> **Your assignment**: Starting at the first line of the data below, retype every line up to and including the one containing "TARGET = weathered wood plank".
____________
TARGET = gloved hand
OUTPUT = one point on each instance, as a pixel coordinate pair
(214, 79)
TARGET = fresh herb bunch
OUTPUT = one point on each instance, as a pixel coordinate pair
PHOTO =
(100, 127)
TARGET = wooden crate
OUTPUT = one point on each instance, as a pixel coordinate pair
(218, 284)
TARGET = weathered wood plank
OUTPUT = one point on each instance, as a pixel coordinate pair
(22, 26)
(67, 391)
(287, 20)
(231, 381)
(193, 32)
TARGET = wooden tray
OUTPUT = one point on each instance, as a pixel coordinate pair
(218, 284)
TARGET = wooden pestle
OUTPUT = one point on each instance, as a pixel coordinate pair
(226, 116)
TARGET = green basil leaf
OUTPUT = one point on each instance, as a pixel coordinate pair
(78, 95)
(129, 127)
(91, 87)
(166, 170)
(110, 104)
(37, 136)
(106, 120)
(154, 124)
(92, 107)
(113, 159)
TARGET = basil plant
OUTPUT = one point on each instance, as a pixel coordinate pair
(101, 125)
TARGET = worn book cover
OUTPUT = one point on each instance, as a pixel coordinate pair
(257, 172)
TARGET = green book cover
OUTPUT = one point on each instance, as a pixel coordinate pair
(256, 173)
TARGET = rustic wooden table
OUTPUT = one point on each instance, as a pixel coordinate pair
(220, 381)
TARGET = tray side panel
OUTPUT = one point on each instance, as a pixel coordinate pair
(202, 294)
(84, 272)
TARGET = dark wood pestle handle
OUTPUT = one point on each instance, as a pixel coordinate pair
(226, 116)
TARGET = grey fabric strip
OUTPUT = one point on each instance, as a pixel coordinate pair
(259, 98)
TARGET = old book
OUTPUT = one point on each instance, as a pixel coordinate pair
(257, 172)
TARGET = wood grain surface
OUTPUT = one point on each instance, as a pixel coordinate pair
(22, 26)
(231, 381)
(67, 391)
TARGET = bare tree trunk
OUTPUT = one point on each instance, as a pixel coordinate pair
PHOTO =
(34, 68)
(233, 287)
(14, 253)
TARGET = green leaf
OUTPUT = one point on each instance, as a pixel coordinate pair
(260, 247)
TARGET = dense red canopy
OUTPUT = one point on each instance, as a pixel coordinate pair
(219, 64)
____________
> **Solution to this exercise**:
TARGET = gloved hand
OUTPUT = one point on each instance, as a pixel coordinate pair
(214, 79)
TARGET = fresh herb bunch
OUTPUT = one point on each instance, as a pixel coordinate pair
PHOTO =
(100, 127)
TARGET = wooden crate
OUTPUT = one point on each instance, as a pixel coordinate pair
(218, 284)
TARGET = weathered wood plank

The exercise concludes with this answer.